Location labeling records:
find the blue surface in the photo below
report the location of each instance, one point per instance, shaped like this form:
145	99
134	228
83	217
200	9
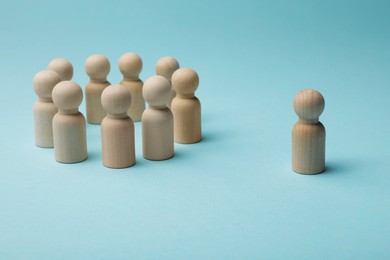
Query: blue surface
232	196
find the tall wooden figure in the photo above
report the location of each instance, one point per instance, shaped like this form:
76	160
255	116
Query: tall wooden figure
69	130
97	67
165	67
117	128
63	67
130	65
308	134
186	107
44	108
157	120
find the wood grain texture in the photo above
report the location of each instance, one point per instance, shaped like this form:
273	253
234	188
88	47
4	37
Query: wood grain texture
63	67
165	67
44	108
186	107
130	65
157	120
308	134
97	68
69	126
117	128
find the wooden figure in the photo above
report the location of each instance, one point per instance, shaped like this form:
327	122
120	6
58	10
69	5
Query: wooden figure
308	134
44	108
130	65
69	130
165	67
117	128
157	120
63	67
186	107
97	67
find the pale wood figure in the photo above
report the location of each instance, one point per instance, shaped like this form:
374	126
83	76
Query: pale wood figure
130	65
44	108
157	120
186	107
97	67
308	134
69	127
117	128
63	67
165	67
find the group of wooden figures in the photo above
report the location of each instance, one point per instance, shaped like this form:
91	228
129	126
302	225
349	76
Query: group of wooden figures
173	114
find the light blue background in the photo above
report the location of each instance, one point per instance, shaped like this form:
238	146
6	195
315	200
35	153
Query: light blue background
232	196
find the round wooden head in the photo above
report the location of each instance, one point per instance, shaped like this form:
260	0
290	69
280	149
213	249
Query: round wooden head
130	65
156	91
309	104
67	96
166	66
97	67
63	67
185	81
116	99
44	82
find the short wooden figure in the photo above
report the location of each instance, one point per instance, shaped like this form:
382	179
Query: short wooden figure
63	67
157	120
117	128
186	107
44	108
308	134
165	67
69	127
130	65
97	67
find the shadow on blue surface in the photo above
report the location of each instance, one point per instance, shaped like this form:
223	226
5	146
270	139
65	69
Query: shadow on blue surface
339	167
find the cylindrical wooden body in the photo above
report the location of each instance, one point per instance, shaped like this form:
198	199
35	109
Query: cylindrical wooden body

### TASK BRIEF
Return, word for word, every line from the line with "find the short" to the final line of the data.

### WRITTEN RESPONSE
find the short wooden figure in the photo above
report the location of each instance, one point per instance, shaped like this form:
382	179
Query: short wooden figure
63	67
157	120
117	128
186	107
44	108
308	134
165	67
69	127
130	65
97	67
find the shadow on blue surface in the photo above
report the location of each instance, one point per instance, shaped like this form:
223	226
5	146
270	139
65	69
Query: shadow on blue surface
339	167
find the cylindrical wooden body in the photo above
report the location of each instance, one point per instance, shaped like this form:
198	199
35	109
Query: cylindrical wooden body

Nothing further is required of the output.